> _Stated exercise_
Extract every line of the material below without altering a single character. Leave the pictures out.
##### Records to process #####
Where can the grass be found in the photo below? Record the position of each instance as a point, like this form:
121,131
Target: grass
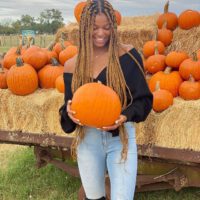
20,180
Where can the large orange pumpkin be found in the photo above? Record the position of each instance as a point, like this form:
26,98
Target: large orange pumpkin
22,78
189,19
96,105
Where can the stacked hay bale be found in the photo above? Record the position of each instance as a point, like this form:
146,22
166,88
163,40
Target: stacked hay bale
177,127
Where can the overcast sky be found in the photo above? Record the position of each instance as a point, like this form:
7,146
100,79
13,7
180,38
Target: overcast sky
13,9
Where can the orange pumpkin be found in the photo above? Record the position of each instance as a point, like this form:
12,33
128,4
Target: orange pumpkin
10,58
96,105
3,76
168,80
189,19
36,57
162,99
190,66
190,90
48,74
67,53
59,84
149,48
170,17
78,10
22,78
155,62
175,58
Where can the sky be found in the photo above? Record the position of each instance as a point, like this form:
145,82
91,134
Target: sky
14,9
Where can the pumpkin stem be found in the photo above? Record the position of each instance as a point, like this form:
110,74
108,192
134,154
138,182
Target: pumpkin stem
19,62
54,62
156,48
191,78
164,26
194,56
157,87
166,7
168,70
51,45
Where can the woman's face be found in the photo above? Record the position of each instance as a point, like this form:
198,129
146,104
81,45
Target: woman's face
101,30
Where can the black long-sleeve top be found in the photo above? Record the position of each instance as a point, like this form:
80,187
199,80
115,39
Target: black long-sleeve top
142,97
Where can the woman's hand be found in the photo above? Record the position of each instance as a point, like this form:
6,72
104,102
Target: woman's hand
118,122
71,113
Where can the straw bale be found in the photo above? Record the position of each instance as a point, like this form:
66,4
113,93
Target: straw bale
177,127
34,113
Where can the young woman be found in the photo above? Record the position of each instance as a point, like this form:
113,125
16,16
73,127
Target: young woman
110,149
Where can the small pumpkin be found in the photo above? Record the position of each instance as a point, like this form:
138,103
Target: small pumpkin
48,74
67,53
170,17
3,77
190,90
149,48
22,78
155,62
59,84
162,99
169,80
96,105
175,58
189,19
190,66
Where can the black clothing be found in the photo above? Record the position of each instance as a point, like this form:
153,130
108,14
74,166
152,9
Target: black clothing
142,97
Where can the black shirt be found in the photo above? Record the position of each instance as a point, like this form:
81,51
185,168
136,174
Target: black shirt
142,97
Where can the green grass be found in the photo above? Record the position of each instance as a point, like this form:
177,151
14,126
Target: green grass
22,181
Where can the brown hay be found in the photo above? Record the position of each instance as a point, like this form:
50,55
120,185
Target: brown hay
34,113
177,127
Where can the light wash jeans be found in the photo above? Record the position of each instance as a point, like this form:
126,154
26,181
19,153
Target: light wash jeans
100,152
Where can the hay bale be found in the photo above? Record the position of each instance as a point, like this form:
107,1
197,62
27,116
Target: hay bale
138,30
34,113
177,127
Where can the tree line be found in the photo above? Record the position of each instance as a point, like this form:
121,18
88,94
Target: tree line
48,21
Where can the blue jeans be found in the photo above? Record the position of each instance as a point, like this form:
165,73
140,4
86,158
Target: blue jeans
100,152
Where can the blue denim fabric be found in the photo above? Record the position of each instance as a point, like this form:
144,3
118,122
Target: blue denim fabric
100,152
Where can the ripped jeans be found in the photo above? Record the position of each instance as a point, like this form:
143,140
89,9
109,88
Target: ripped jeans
98,153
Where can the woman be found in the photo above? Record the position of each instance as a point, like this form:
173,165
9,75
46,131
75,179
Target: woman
109,149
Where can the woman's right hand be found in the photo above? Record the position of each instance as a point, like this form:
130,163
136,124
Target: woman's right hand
71,113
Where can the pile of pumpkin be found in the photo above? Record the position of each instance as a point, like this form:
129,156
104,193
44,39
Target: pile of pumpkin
24,69
174,74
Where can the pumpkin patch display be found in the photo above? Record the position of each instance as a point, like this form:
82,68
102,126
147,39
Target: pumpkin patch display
170,17
22,78
169,80
96,105
59,84
162,99
3,76
190,90
175,58
48,74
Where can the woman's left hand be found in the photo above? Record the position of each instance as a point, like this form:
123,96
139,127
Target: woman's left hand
118,122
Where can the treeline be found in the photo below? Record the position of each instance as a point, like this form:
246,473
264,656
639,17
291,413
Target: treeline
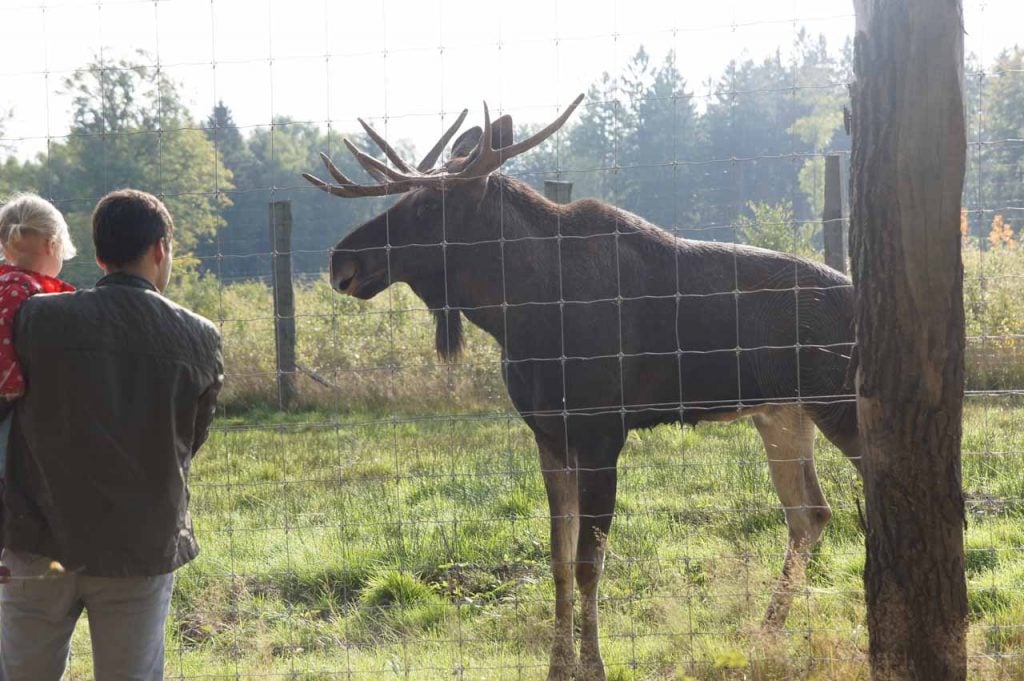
#####
> _Written reply_
Where can the grass be found in the photo below? Record the position of each instance as a point, like this form:
121,131
Target: grass
20,180
Where can the large orange pumpkin be found in the photo above? Record the position of each instance as a point, like this form:
26,98
Target: large orange pumpkin
22,78
189,19
96,105
Where can the stacked hay bale be found in the photo above? Record the position of each instance as a point, like this form:
146,22
166,88
163,40
Target: stacked hay bale
177,127
Where can the overcast sky be found in the photo above? Record the position of each instance as a point, like this form:
7,146
100,79
13,7
180,38
Target: overcast sky
13,9
Where can the orange pumpkin be found in the photo above? Record the position of each instance as a point, like this form:
12,33
128,4
Target: orange pumpkin
10,58
96,105
3,76
168,80
189,19
36,57
162,99
190,66
190,90
48,74
67,53
59,84
149,48
170,17
78,10
22,78
155,62
175,58
Where can the sky be found in the photo above? Record the position of each instance as a point, like this form:
145,82
91,134
Target: sky
14,9
Where can the pumpkin stem be found in the photo above? Record the position of each instance as a point, like this form:
110,74
108,192
134,154
138,182
Target: pumpkin stem
19,62
54,62
156,48
191,78
164,26
194,56
157,87
166,7
168,70
51,45
Where can the woman's face be found in the photo above? Record the position of each instance as a point, like this form:
198,129
146,104
81,45
Target: woman's face
101,30
Where can the black long-sleeve top be found in the photo above? Record the position of each instance as a point, like this form:
80,187
199,80
115,39
Target: black long-sleeve top
142,97
Where can the woman's hand be found in the photo above? Record the position of each instance as a point, like this form:
6,72
104,102
Target: woman's hand
118,122
71,113
Where can the straw bale be found in the photo above? Record the position of each instance as a point, like this form:
66,4
113,93
Target: straw bale
177,127
34,113
Where can the young woman be found in the photo above? Record the position of each instance as a point, like this form:
113,125
16,16
73,127
Target: young woman
110,149
Where can the small pumpkin be found in the photo above? Record the position of each instance as a point, like this form:
138,103
Target: small pumpkin
48,74
67,53
170,17
3,77
190,90
149,48
22,78
155,62
59,84
162,99
169,80
96,105
175,58
189,19
190,66
Where can the black clothing be found in the photo above? Record the position of each instance as a point, like this form:
153,130
108,14
74,166
152,9
Target: black clothing
142,97
Where can the black shirt be found in the photo above? Record the position of each instance as a point, like this form:
81,51
185,168
136,174
Target: black shirt
142,97
Where can the green grass be found in the photo above? Record the position of each instance as a point, like this form:
177,151
14,126
Target: green grass
22,181
Where can the brown hay be found in the photo above? Record the position of each instance as a point, like this form:
50,55
120,185
Target: brown hay
34,113
177,127
Where can the light wash jeans be found in the photo above? Record the position of each instance as a point, like this form:
126,154
26,181
19,153
Target: light wash jeans
100,152
Where can the hay bale be found in the photo above? Record the position of each instance as a point, like this form:
107,1
197,62
27,116
Target: hay bale
138,30
34,113
177,127
Where can the tree line be found in the photo above? Record the position of each instance as a point, like this form:
121,18
88,94
Target: tree line
48,21
Where can the blue jeans be found in the photo above? Record the position of each instance as a point, like this form:
165,73
140,4
86,158
Target: blue jeans
100,152
Where can the blue denim fabric be found in the photo above? Record the position of each instance as a point, like this form:
144,3
118,122
Target: blue denim fabric
100,152
Where can the ripped jeans be found in the photo above? Record the position of each instance as a point, like this form:
143,140
89,9
109,88
Target: ripped jeans
98,153
Where can the woman be found in the photo above? Record the position of each instance as a point, like this form:
173,165
9,75
46,131
75,179
Target: woman
109,149
Where can the woman's right hand be found in the photo above? Record the position of each instance as a point, like this form:
130,163
136,124
Target: woman's right hand
71,113
Where can the pile of pumpkin be found in the photo above? Record the position of each instance as a point, like this form:
129,156
104,193
44,39
Target: pile of pumpkin
24,69
174,74
Where can the pumpkin patch display be found in the photo above? Record the position of each instance as a point, like this form:
82,68
102,126
147,39
Target: pumpkin patch display
170,17
22,78
169,80
96,105
59,84
162,99
3,76
190,90
175,58
48,74
Where can the woman's left hand be found in the photo above? Record the position of each instance as a point, like this form:
123,96
139,127
Target: woman's left hand
118,122
Where can the treeline be found in the photo below? Record the position of each instance as a point, like this form:
246,473
264,656
639,17
291,413
Target: treeline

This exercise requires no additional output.